--- begin Text block ---
Supercharged!

Meanwhile, the stocks are unbothered.

As discussed in the latest Weekly, equities haven’t batted an eye in the face of an increasingly turbulent political environment in the US, where a defiant Joe Biden on Monday dialed into his favorite morning show to rant about “elites” trying to prevent him from being president again. (Sound familiar?)

“I don’t care what the millionaires think,” Biden, a millionaire, raged, in a combative phone call to “Morning Joe.” “I’m not going anywhere.”

It’d be funny if it weren’t so… you know what? It’s funny. Full stop. It’s sad too, but it’s undeniably funny.

Anyway, the soap opera’s no impediment to equities. Not when the big guns are firing, as they were last week.

As the figure suggests, the septet’s on a tear, led by erstwhile 2024 laggard Tesla, which powered to a ridiculous 28% gain during the holiday-shortened week in the US.

This is, I suppose, as good a time as any to say “I told you so.” On April 23, when Tesla was down more than 40% for 2024, I not-so-subtly suggested it was time to buy. “Elon Musk will figure it out,” I wrote, adding that although I don’t care for the man personally, you do generally want to buy dips in stakes of  Musk, and that’s what you’re buying when you buy Tesla shares: Stakes in Musk.

Here’s an excerpt from that linked article:

Musk will figure out something. It’s what he does. And when he does it, the usual army of credulous loyalists and acolytes — which run the gamut from homegamers to the Cathie Woods of the world — will be right there shouting, “Shut up and take my money!”
--- end Text block ---
--- begin Entries ---
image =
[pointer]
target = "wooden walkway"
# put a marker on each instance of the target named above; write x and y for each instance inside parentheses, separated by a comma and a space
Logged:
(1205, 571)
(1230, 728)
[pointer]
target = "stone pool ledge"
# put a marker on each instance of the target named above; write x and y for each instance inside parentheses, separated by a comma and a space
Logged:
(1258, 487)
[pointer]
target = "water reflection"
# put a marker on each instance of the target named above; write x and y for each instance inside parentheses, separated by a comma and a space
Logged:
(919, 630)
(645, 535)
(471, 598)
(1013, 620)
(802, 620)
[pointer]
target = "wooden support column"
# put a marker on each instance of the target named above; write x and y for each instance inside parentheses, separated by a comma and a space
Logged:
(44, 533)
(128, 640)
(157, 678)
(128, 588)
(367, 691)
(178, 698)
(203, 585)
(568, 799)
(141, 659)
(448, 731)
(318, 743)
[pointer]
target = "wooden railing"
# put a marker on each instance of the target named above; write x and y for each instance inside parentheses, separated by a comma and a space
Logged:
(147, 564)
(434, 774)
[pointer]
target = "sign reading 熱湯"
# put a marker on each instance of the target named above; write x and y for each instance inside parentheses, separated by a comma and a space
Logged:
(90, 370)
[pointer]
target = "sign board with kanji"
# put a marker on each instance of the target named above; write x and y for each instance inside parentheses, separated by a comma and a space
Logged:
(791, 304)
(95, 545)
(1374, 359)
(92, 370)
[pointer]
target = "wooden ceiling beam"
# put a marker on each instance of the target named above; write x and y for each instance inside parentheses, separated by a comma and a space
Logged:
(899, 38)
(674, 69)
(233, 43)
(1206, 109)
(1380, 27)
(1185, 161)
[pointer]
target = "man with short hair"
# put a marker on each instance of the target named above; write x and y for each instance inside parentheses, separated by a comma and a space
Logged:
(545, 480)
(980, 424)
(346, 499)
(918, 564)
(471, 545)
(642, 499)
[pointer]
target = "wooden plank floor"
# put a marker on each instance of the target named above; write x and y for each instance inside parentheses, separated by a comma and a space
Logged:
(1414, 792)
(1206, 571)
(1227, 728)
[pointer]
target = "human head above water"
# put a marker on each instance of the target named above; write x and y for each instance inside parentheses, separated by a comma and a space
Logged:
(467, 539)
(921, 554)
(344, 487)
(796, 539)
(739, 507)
--- end Entries ---
▶ Exercise requirements:
(a) Answer these from the market commentary above:
(i) Which morning show did Joe Biden call into?
(ii) How much did Tesla gain during the holiday-shortened week?
(iii) On what date did the writer suggest it was time to buy Tesla?
(b) Does the market commentary above support each statement? Reply yes or no, quoting the words that settle it.
(i) Equities reacted sharply to the political turmoil in the US.
(ii) The writer personally likes Elon Musk.
(iii) On April 23, Tesla was down more than 40% for 2024.

▶ Answer set:
(a)
(i) "Morning Joe"
(ii) 28%
(iii) April 23

(b)
(i) No: "equities haven’t batted an eye in the face of an increasingly turbulent political environment in the US"
(ii) No: "I don’t care for the man personally"
(iii) Yes: "On April 23, when Tesla was down more than 40% for 2024"